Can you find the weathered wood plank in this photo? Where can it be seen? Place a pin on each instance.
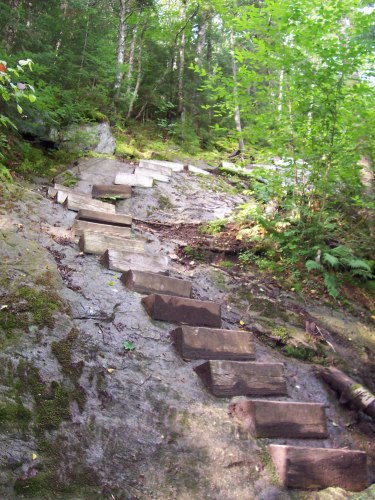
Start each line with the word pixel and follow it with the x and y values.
pixel 53 191
pixel 174 166
pixel 208 343
pixel 151 173
pixel 146 282
pixel 123 261
pixel 280 419
pixel 312 468
pixel 134 180
pixel 98 243
pixel 80 226
pixel 181 310
pixel 104 191
pixel 104 218
pixel 237 378
pixel 77 201
pixel 196 170
pixel 149 165
pixel 349 389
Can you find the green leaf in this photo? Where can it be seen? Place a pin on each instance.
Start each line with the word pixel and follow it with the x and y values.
pixel 331 260
pixel 331 285
pixel 128 345
pixel 359 264
pixel 311 265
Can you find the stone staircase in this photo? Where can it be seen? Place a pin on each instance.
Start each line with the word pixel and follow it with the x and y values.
pixel 230 367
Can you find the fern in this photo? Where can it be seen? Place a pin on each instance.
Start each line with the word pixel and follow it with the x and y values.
pixel 359 264
pixel 342 251
pixel 331 260
pixel 311 265
pixel 331 285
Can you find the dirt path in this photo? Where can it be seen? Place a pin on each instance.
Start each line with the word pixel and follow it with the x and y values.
pixel 87 419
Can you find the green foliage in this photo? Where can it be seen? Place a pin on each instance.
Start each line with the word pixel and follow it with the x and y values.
pixel 128 345
pixel 213 227
pixel 338 258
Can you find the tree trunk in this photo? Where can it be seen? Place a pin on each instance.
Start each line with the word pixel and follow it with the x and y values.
pixel 131 59
pixel 10 31
pixel 139 76
pixel 120 48
pixel 181 68
pixel 201 42
pixel 237 112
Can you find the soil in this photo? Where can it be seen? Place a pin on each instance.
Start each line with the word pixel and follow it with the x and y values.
pixel 82 417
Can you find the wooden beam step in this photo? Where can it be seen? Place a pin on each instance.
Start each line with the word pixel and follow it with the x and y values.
pixel 98 243
pixel 152 173
pixel 123 261
pixel 209 343
pixel 105 191
pixel 313 468
pixel 134 180
pixel 80 226
pixel 145 282
pixel 154 167
pixel 181 310
pixel 104 218
pixel 237 378
pixel 280 419
pixel 77 201
pixel 174 166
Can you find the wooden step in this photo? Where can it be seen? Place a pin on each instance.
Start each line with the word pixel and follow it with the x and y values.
pixel 98 243
pixel 280 419
pixel 80 226
pixel 77 201
pixel 196 170
pixel 106 191
pixel 52 191
pixel 181 310
pixel 123 261
pixel 134 180
pixel 104 218
pixel 237 378
pixel 145 282
pixel 174 166
pixel 154 167
pixel 313 468
pixel 209 343
pixel 157 176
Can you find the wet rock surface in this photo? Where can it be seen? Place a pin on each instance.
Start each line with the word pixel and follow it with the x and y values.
pixel 97 420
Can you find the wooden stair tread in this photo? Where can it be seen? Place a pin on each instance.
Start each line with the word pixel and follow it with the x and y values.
pixel 312 468
pixel 182 310
pixel 281 419
pixel 237 378
pixel 146 282
pixel 208 343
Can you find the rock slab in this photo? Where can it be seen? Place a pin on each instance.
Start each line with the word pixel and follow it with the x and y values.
pixel 313 468
pixel 237 378
pixel 279 419
pixel 209 343
pixel 181 310
pixel 123 261
pixel 145 282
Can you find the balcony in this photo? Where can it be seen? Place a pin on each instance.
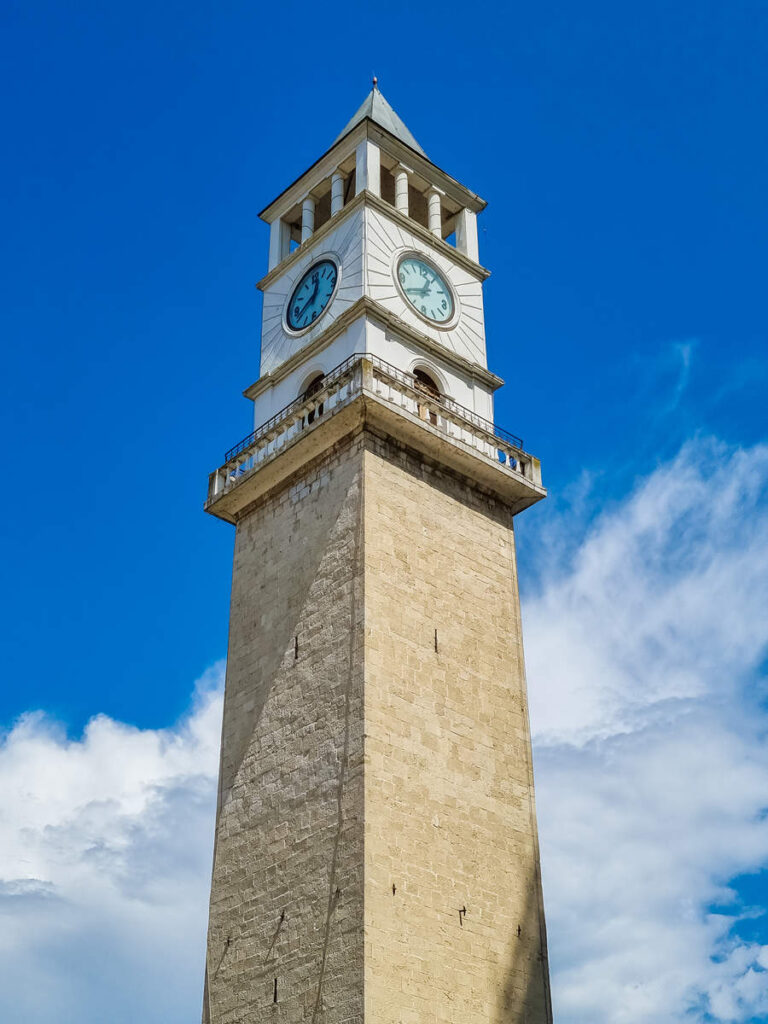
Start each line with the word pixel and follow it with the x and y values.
pixel 365 388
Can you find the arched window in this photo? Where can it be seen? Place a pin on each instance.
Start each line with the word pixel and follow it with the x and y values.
pixel 312 388
pixel 425 384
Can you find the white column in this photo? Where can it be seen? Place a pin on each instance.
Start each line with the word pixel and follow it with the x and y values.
pixel 434 217
pixel 400 187
pixel 368 168
pixel 337 192
pixel 280 242
pixel 466 233
pixel 307 218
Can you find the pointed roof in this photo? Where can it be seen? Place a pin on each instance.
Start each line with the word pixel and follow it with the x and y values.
pixel 376 108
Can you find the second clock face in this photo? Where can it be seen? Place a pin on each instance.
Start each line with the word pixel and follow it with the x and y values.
pixel 311 295
pixel 426 289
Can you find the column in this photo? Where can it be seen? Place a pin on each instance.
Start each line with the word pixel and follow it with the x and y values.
pixel 434 217
pixel 400 187
pixel 280 242
pixel 337 192
pixel 466 233
pixel 307 218
pixel 368 168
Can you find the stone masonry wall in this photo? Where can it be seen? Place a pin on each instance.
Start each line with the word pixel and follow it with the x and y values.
pixel 450 820
pixel 287 889
pixel 390 877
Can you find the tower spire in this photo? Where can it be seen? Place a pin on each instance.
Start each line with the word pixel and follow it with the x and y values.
pixel 377 109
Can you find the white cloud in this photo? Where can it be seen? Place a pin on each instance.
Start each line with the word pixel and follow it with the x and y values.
pixel 105 865
pixel 651 762
pixel 644 644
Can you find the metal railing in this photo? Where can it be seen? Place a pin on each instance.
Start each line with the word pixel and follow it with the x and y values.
pixel 394 386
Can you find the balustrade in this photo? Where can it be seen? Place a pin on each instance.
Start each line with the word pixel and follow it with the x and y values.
pixel 390 385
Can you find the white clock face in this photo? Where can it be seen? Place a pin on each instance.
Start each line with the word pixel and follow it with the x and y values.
pixel 312 294
pixel 426 289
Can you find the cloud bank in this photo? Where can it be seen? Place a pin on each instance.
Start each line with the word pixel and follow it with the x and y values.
pixel 644 659
pixel 104 867
pixel 645 640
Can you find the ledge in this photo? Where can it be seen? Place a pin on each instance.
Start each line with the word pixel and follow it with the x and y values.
pixel 365 392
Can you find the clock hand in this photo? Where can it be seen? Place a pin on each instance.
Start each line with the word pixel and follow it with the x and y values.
pixel 309 300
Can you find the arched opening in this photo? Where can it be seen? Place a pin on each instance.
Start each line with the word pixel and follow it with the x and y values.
pixel 427 386
pixel 312 387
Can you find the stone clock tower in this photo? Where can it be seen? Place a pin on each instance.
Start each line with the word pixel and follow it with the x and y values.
pixel 376 854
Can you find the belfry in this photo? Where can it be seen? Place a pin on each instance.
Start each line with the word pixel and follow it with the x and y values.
pixel 376 855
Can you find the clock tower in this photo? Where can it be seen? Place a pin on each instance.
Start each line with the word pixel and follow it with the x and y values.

====

Write out the lines from the one containing "Can you find the wooden beam" through the one containing "pixel 425 384", both included, as a JSON list of strings with one string per line. Skip blank lines and leave the pictures out.

◆ Exercise answer
[
  "Can you find the wooden beam step in this photo? Where can it be seen? Place a pin on each instance.",
  "Start each line with the word pixel and follow it with the x and y values.",
  "pixel 98 243",
  "pixel 152 173",
  "pixel 123 261",
  "pixel 209 343",
  "pixel 105 191",
  "pixel 313 468",
  "pixel 134 180",
  "pixel 80 226",
  "pixel 145 282",
  "pixel 154 167",
  "pixel 181 310",
  "pixel 104 218",
  "pixel 237 378",
  "pixel 280 419",
  "pixel 77 201",
  "pixel 174 166",
  "Can you find the wooden step in this photo? Where can it be seen? Place a pin on each instance.",
  "Start each line with the word pixel and follow it with the x and y values.",
  "pixel 98 243",
  "pixel 280 419",
  "pixel 80 226",
  "pixel 77 201",
  "pixel 196 170",
  "pixel 106 191",
  "pixel 52 191",
  "pixel 181 310",
  "pixel 123 261",
  "pixel 134 180",
  "pixel 104 218",
  "pixel 237 378",
  "pixel 145 282",
  "pixel 174 166",
  "pixel 154 167",
  "pixel 313 468",
  "pixel 209 343",
  "pixel 157 176",
  "Can you find the wet rock surface in this photo? Where can it be seen? Place a pin on each instance.",
  "Start each line with the word pixel and follow it with the x and y values.",
  "pixel 97 420",
  "Can you find the wooden stair tread in this photo? Where can it be seen? Place a pin on each instance.",
  "Start each line with the word pixel and follow it with the x and y values.",
  "pixel 312 468",
  "pixel 182 310",
  "pixel 281 419",
  "pixel 237 378",
  "pixel 146 282",
  "pixel 208 343",
  "Can you find the rock slab in this photo? Where can it be seen? Place a pin on each instance.",
  "Start each line with the word pixel and follow it with the x and y values.",
  "pixel 313 468",
  "pixel 237 378",
  "pixel 279 419",
  "pixel 209 343",
  "pixel 181 310",
  "pixel 123 261",
  "pixel 145 282",
  "Can you find the balcony in this photo? Where can it be seen? Place a pin on each instance.",
  "Start each line with the word pixel and follow it with the x and y values.",
  "pixel 365 388",
  "Can you find the arched window in this photo? Where can it be seen? Place a pin on each instance.",
  "Start each line with the word pixel and follow it with the x and y values.",
  "pixel 312 388",
  "pixel 425 384"
]